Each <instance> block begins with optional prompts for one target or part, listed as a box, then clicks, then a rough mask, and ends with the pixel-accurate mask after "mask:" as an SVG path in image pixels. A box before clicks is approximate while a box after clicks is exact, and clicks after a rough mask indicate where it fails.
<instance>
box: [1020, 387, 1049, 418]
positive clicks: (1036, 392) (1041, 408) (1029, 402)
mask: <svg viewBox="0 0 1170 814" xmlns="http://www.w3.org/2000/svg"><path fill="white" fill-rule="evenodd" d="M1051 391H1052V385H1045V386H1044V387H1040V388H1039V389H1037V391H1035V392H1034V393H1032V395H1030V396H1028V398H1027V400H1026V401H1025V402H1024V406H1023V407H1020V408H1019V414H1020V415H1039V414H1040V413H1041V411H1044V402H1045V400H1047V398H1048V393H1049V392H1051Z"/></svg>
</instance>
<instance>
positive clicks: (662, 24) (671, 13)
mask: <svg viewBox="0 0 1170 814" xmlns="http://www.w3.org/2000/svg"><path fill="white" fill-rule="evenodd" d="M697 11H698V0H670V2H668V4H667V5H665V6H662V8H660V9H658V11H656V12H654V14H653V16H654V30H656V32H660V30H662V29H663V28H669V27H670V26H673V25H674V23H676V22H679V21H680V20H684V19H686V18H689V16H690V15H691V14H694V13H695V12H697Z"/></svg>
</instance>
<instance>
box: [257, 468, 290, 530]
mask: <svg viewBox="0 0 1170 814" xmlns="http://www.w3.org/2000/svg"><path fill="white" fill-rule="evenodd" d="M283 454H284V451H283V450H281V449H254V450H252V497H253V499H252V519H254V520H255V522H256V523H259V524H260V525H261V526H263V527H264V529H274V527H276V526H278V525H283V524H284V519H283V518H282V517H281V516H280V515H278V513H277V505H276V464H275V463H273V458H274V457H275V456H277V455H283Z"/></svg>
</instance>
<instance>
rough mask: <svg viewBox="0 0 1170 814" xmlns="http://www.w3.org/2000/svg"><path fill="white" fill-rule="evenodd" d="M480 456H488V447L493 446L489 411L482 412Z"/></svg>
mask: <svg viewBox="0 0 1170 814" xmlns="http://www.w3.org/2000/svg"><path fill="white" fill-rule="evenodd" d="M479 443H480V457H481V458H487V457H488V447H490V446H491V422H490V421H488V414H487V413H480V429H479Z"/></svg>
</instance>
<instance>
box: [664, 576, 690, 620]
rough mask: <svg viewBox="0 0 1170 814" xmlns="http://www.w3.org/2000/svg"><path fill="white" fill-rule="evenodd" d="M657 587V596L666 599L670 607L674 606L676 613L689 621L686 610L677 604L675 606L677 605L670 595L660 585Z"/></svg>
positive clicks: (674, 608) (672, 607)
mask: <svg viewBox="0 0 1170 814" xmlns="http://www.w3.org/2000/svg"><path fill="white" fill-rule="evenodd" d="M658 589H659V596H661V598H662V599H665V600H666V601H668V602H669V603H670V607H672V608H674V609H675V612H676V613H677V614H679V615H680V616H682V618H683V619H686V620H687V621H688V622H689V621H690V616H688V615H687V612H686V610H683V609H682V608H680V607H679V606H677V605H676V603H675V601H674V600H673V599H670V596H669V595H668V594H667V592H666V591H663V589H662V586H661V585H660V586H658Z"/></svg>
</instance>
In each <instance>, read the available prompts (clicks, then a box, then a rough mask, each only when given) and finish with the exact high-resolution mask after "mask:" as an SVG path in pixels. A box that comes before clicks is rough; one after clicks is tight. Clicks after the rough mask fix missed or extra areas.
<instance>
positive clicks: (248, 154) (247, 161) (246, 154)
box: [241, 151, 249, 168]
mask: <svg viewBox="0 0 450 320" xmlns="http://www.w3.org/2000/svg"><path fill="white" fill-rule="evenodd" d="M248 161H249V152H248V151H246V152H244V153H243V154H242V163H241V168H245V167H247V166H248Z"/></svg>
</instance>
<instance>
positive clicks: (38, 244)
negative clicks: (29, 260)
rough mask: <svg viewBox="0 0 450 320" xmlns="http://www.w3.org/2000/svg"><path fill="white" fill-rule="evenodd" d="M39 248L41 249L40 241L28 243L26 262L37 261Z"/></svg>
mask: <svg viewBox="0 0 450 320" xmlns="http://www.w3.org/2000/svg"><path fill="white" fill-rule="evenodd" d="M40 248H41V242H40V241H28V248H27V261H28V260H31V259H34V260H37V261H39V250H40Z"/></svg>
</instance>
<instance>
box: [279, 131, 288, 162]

» WHAT TO PRODUCE: Please copy the entire listing, leaving each line exactly as written.

» ANSWER SPACE:
Each <instance> block begins with optional prompts for one target or part, listed as a box, then clicks, then a rough mask, and ends with the pixel-accurate mask after "mask:" as an SVG path in image pixels. A box before clicks is approximate while a box after clicks is exact, and clicks after a rough mask indicate where it fails.
<instance>
box: [1020, 387, 1049, 418]
positive clicks: (1036, 392) (1041, 408) (1029, 402)
mask: <svg viewBox="0 0 1170 814" xmlns="http://www.w3.org/2000/svg"><path fill="white" fill-rule="evenodd" d="M1051 391H1052V385H1045V386H1044V387H1040V388H1039V389H1037V391H1035V392H1034V393H1032V395H1030V396H1028V398H1027V400H1026V401H1025V402H1024V406H1023V407H1020V408H1019V414H1020V415H1039V414H1040V413H1041V411H1044V402H1045V400H1047V398H1048V393H1049V392H1051Z"/></svg>
</instance>
<instance>
positive clicks: (662, 24) (671, 13)
mask: <svg viewBox="0 0 1170 814" xmlns="http://www.w3.org/2000/svg"><path fill="white" fill-rule="evenodd" d="M697 11H698V0H670V2H668V4H667V5H665V6H662V8H660V9H658V11H656V12H654V14H653V16H654V30H656V32H660V30H662V29H663V28H669V27H670V26H673V25H674V23H676V22H679V21H680V20H684V19H686V18H689V16H690V15H691V14H694V13H695V12H697Z"/></svg>
</instance>
<instance>
box: [257, 468, 290, 530]
mask: <svg viewBox="0 0 1170 814" xmlns="http://www.w3.org/2000/svg"><path fill="white" fill-rule="evenodd" d="M283 454H284V451H283V450H281V449H254V450H252V497H253V499H252V519H254V520H255V522H256V523H259V524H260V525H261V526H263V527H264V529H274V527H276V526H278V525H283V524H284V519H283V518H282V517H281V516H280V515H278V513H277V505H276V464H275V463H273V458H274V457H275V456H277V455H283Z"/></svg>
</instance>
<instance>
rough mask: <svg viewBox="0 0 1170 814" xmlns="http://www.w3.org/2000/svg"><path fill="white" fill-rule="evenodd" d="M480 456H488V447L493 446L489 411L482 412Z"/></svg>
mask: <svg viewBox="0 0 1170 814" xmlns="http://www.w3.org/2000/svg"><path fill="white" fill-rule="evenodd" d="M479 443H480V457H481V458H487V457H488V447H490V446H491V422H490V421H488V414H487V413H480V429H479Z"/></svg>
</instance>
<instance>
box: [664, 576, 690, 620]
rough mask: <svg viewBox="0 0 1170 814" xmlns="http://www.w3.org/2000/svg"><path fill="white" fill-rule="evenodd" d="M657 587V596L666 599L670 607L674 606L676 613L689 621L686 610L677 604L675 606L677 605L670 595L660 585Z"/></svg>
positive clicks: (674, 608) (672, 607)
mask: <svg viewBox="0 0 1170 814" xmlns="http://www.w3.org/2000/svg"><path fill="white" fill-rule="evenodd" d="M658 589H659V596H661V598H662V599H665V600H666V601H668V602H669V603H670V607H672V608H674V609H675V612H676V613H677V614H679V615H680V616H682V618H683V619H686V620H687V621H688V622H689V621H690V616H688V615H687V612H686V610H683V609H682V608H680V607H679V606H677V605H676V603H675V601H674V600H673V599H670V596H669V595H668V594H667V592H666V591H663V589H662V586H661V585H660V586H658Z"/></svg>
</instance>
In each <instance>, read the available prompts (clicks, then a box, then a rough mask, each only when given) and finish with the exact high-resolution mask after "mask:" as an SVG path in pixels. A box that comes before clicks is rough; one after clicks is tight. Clicks after the rough mask fix missed or extra areas.
<instance>
positive clicks: (248, 154) (247, 161) (246, 154)
box: [241, 151, 249, 168]
mask: <svg viewBox="0 0 450 320" xmlns="http://www.w3.org/2000/svg"><path fill="white" fill-rule="evenodd" d="M248 161H249V152H248V151H246V152H244V153H243V154H242V163H241V168H245V167H247V166H248Z"/></svg>
</instance>
<instance>
positive clicks: (38, 244)
negative clicks: (29, 260)
rough mask: <svg viewBox="0 0 450 320" xmlns="http://www.w3.org/2000/svg"><path fill="white" fill-rule="evenodd" d="M39 248L41 249L40 241L28 243L26 262L37 261Z"/></svg>
mask: <svg viewBox="0 0 450 320" xmlns="http://www.w3.org/2000/svg"><path fill="white" fill-rule="evenodd" d="M40 248H41V242H40V241H28V248H27V261H28V260H31V259H34V260H37V261H39V250H40Z"/></svg>
</instance>
<instance>
box: [279, 131, 288, 162]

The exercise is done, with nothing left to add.